YOUR TASK: Your reply should hold only the lines from the one containing "When queried with" to the final line of the listing below, restated word for word.

◇ ◇ ◇ ◇ ◇ ◇ ◇

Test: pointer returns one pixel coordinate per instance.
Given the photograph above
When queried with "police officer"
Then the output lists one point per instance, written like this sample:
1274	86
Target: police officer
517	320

◇ ◇ ◇ ◇ ◇ ◇ ◇

RESULT FOR THIS EXERCISE:
When queried with "police officer"
Then the output lists one point per instance, written like this sample:
1274	86
Target: police officer
517	320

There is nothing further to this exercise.